### WHAT THE TASK ASKS
Rewrite the data from the line containing "of the woman's" through the end, substituting "right hand" for "left hand" and keeping everything else the same.

(Pointing data)
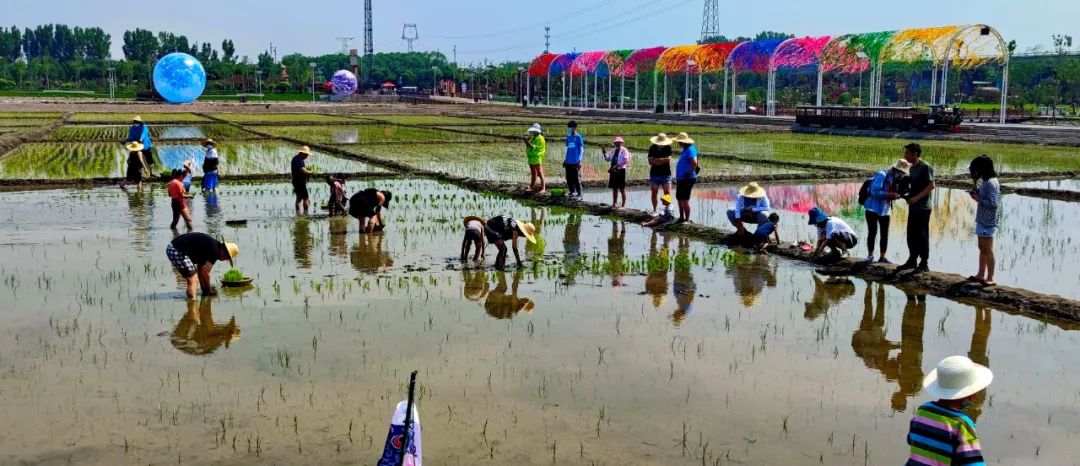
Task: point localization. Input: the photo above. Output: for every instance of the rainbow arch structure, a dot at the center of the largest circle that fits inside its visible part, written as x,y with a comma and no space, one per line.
942,48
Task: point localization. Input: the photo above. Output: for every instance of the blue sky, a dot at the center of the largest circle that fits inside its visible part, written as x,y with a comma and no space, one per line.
513,29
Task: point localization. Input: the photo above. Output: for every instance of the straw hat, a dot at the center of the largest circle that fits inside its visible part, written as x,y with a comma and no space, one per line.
683,138
752,190
903,167
957,377
473,217
528,229
661,140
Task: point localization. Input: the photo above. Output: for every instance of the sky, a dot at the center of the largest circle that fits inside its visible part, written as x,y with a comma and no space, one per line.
513,29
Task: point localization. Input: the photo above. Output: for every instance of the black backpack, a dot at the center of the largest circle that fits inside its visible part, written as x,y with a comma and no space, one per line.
864,191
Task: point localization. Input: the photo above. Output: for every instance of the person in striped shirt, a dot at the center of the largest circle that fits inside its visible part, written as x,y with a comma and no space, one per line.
941,434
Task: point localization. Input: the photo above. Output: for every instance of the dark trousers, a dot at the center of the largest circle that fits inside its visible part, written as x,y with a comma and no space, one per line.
877,223
572,178
918,236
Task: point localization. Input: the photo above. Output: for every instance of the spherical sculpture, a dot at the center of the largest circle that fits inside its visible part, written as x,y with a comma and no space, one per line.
179,78
343,82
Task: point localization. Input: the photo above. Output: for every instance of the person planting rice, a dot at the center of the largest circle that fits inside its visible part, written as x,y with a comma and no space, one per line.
179,199
499,229
619,157
535,148
193,255
366,207
832,233
300,173
136,164
474,235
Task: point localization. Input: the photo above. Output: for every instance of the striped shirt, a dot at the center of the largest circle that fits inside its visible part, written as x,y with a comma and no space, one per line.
941,436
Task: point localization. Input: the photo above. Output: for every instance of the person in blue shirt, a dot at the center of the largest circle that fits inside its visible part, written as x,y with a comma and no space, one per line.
575,148
686,175
752,207
878,207
140,133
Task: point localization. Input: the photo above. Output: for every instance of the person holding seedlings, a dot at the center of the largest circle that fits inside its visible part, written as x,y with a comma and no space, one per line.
752,207
987,192
619,157
366,207
832,233
210,165
535,148
497,230
300,173
665,215
686,175
136,164
941,434
919,208
179,199
575,149
193,255
660,167
474,234
878,205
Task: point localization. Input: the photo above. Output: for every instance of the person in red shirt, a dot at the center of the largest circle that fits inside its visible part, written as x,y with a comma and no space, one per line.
179,200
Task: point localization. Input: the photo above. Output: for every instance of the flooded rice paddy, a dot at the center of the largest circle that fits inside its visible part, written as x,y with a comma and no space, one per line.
613,345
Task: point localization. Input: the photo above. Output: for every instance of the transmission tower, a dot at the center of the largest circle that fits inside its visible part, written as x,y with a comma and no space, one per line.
368,43
346,42
711,20
409,35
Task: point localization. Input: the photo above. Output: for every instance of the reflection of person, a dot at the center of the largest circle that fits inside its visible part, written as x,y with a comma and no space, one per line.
501,305
197,333
299,171
940,431
752,207
193,255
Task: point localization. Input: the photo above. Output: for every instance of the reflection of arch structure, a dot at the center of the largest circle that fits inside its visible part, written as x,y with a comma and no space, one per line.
944,48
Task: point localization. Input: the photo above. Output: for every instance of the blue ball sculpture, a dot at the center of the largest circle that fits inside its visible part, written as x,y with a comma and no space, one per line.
343,82
179,78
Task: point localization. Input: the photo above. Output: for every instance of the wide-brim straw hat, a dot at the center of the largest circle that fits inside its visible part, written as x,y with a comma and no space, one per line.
528,229
661,140
903,167
957,377
473,217
752,190
683,138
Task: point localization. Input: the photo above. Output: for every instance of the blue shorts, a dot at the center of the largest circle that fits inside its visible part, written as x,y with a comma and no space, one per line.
985,231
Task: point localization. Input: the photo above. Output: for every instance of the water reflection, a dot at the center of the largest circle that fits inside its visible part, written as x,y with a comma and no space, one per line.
367,255
501,305
197,333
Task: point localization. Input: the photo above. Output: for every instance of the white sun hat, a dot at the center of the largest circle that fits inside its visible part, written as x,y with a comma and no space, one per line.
957,377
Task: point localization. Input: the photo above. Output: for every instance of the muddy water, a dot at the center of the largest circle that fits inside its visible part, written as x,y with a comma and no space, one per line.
1034,244
589,356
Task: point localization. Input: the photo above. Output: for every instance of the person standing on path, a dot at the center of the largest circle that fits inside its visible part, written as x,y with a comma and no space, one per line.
878,207
300,174
941,434
193,255
660,167
686,175
575,149
535,148
619,157
987,192
919,209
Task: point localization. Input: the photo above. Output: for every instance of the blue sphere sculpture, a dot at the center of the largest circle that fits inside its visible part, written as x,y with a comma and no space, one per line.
179,78
343,82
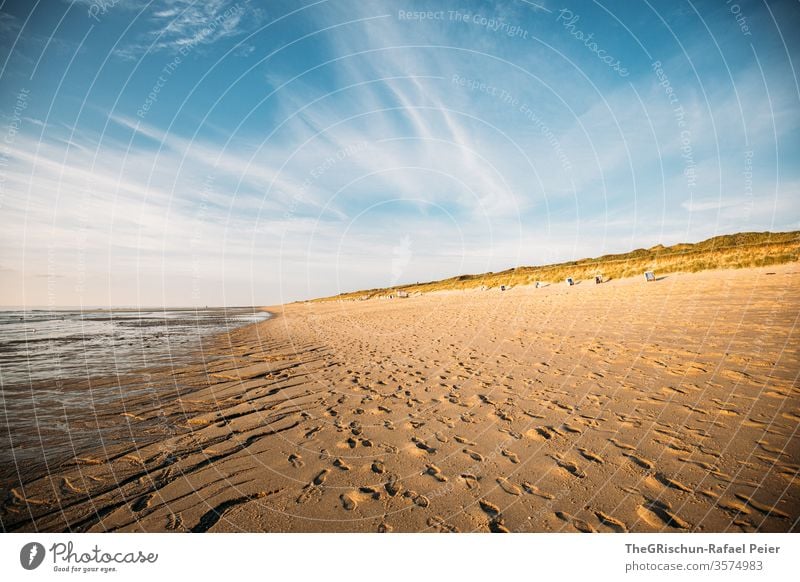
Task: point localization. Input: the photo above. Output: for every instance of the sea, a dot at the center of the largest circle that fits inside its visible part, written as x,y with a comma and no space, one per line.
42,350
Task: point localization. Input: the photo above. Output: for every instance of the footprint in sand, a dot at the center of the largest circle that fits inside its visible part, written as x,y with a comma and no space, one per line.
174,521
621,445
474,455
471,480
497,526
489,508
762,507
611,522
309,493
671,483
436,473
313,432
658,514
569,466
734,507
540,432
421,444
419,500
349,500
393,486
590,456
512,433
465,441
441,525
510,456
575,522
534,490
508,486
340,464
642,462
321,476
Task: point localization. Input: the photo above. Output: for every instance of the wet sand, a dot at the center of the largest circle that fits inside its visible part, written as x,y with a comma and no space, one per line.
626,406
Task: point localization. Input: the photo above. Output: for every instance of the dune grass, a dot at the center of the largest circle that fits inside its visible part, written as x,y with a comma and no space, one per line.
732,251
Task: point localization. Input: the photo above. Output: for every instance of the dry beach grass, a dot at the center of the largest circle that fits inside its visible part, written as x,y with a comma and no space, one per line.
627,406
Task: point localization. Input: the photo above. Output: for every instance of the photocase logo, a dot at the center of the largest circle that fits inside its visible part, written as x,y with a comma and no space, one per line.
31,555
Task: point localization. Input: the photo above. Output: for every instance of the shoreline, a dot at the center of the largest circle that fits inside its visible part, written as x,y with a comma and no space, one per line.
625,406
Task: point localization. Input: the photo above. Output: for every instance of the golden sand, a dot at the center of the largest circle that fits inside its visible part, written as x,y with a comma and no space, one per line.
625,406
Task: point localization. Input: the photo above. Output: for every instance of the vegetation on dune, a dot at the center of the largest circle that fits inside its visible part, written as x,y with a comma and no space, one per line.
732,251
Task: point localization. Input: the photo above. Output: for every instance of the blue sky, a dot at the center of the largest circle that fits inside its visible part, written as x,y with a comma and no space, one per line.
176,152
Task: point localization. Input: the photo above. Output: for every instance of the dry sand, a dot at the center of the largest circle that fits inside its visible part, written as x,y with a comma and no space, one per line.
626,406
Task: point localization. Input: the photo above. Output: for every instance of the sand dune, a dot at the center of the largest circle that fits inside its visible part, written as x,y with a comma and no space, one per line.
626,406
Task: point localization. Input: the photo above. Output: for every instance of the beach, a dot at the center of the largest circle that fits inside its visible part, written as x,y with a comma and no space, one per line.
638,406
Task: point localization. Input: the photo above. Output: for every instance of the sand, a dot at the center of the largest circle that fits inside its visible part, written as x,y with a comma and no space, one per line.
626,406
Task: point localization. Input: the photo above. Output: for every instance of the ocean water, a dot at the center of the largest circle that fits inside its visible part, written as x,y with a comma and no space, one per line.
38,345
50,410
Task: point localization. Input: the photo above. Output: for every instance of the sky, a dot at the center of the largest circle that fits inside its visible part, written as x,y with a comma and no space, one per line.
235,152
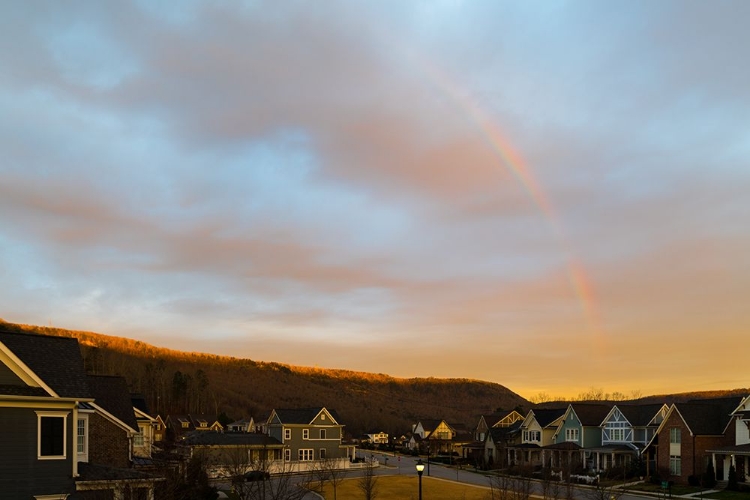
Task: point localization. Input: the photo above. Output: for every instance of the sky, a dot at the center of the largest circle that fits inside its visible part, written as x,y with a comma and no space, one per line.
553,196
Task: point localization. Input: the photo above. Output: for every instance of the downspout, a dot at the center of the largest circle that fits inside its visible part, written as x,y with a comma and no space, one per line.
74,447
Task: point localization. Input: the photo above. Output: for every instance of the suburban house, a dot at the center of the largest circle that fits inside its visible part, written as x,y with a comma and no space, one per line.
179,424
438,436
42,387
496,444
309,434
377,437
110,430
483,450
580,429
68,433
160,429
144,440
687,433
625,433
206,423
242,425
233,454
537,430
737,454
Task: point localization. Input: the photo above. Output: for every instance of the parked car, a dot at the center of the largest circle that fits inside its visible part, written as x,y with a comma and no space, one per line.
257,475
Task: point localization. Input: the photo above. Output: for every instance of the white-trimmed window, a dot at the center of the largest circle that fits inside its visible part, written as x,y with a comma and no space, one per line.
675,435
52,440
82,438
138,438
617,434
675,465
572,434
531,436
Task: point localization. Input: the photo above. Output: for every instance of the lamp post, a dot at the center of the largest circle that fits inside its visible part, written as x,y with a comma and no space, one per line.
420,470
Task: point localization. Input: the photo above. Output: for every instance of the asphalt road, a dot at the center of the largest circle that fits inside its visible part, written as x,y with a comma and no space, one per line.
396,465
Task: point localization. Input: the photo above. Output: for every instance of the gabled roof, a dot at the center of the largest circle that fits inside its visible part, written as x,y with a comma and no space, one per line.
508,419
501,433
707,417
639,415
430,424
302,416
545,416
56,361
111,394
204,420
591,414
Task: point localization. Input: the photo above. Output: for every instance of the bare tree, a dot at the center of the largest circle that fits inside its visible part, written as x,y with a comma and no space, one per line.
599,491
541,397
368,483
329,470
521,487
501,487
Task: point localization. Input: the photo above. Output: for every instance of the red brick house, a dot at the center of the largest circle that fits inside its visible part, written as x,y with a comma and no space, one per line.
688,431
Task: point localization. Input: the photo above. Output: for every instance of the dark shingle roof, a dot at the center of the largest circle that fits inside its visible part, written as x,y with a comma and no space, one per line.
56,360
208,438
545,416
591,414
111,393
639,415
302,415
22,390
708,417
139,401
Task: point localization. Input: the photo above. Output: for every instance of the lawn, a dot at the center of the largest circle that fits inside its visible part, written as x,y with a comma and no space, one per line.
407,488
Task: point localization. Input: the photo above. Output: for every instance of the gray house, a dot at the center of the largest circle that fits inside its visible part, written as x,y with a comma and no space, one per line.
42,384
63,434
309,434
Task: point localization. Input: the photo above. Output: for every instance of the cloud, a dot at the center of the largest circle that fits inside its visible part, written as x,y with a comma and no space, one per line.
275,172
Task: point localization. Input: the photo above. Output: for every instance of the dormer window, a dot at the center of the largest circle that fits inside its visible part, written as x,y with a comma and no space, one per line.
51,437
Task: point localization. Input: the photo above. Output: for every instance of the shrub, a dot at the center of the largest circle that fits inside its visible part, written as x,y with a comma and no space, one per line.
732,479
709,477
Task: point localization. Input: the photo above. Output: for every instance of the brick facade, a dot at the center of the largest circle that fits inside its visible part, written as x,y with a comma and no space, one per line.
693,453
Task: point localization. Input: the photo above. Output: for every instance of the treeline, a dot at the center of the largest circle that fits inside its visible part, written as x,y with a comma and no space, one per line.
175,382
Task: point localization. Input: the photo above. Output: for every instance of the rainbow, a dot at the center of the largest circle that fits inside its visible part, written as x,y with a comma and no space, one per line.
514,163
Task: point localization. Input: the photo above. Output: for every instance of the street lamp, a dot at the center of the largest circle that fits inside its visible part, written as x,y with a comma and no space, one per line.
420,470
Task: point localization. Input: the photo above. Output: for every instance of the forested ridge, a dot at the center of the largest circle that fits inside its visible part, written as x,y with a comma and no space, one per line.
180,382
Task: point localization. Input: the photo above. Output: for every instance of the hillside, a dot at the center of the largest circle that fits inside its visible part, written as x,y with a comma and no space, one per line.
180,382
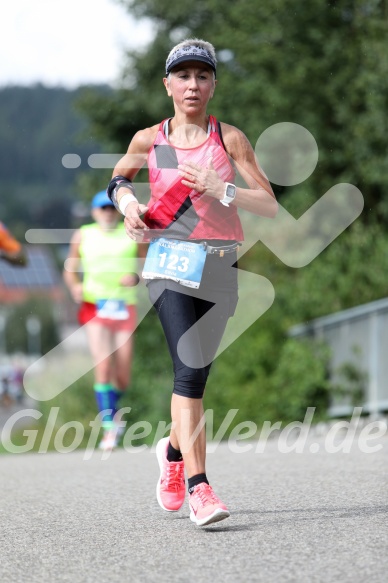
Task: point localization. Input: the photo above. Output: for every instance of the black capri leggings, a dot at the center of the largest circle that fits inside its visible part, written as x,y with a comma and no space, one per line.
194,321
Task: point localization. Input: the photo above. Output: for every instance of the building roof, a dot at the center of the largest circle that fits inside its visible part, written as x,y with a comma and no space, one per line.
39,273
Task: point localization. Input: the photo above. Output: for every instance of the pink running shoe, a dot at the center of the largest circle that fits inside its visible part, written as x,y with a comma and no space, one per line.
205,507
170,489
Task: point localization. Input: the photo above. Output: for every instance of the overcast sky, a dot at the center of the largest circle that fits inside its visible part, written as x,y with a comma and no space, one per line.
65,42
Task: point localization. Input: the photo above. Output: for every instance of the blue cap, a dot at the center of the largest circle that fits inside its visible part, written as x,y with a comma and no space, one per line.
101,199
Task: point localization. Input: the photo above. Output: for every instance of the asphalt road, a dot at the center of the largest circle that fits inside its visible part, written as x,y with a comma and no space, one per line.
315,516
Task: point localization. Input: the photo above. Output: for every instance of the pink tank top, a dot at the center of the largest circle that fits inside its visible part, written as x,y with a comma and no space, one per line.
181,212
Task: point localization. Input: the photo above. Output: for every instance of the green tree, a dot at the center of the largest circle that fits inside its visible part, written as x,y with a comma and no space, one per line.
323,66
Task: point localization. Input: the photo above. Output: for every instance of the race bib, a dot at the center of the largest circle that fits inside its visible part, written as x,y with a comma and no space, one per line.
180,261
112,309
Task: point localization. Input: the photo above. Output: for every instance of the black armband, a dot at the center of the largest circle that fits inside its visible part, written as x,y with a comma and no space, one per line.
116,183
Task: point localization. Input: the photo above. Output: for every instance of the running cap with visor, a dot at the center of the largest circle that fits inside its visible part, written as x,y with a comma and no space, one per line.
190,53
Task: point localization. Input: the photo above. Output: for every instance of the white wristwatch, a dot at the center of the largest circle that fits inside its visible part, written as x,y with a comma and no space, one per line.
229,194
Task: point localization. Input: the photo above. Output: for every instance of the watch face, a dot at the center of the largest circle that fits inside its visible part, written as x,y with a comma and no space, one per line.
230,191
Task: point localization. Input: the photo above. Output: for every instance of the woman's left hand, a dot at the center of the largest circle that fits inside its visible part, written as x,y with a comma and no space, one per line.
203,180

### SOLUTION TO THIS TASK
Task: point localization. Input: the photo above. Output: for every instance of the woman's right hand, a dot at the center of the largest circle that fits inside its visible part, written as x,y with a comma and no space, one per line.
203,180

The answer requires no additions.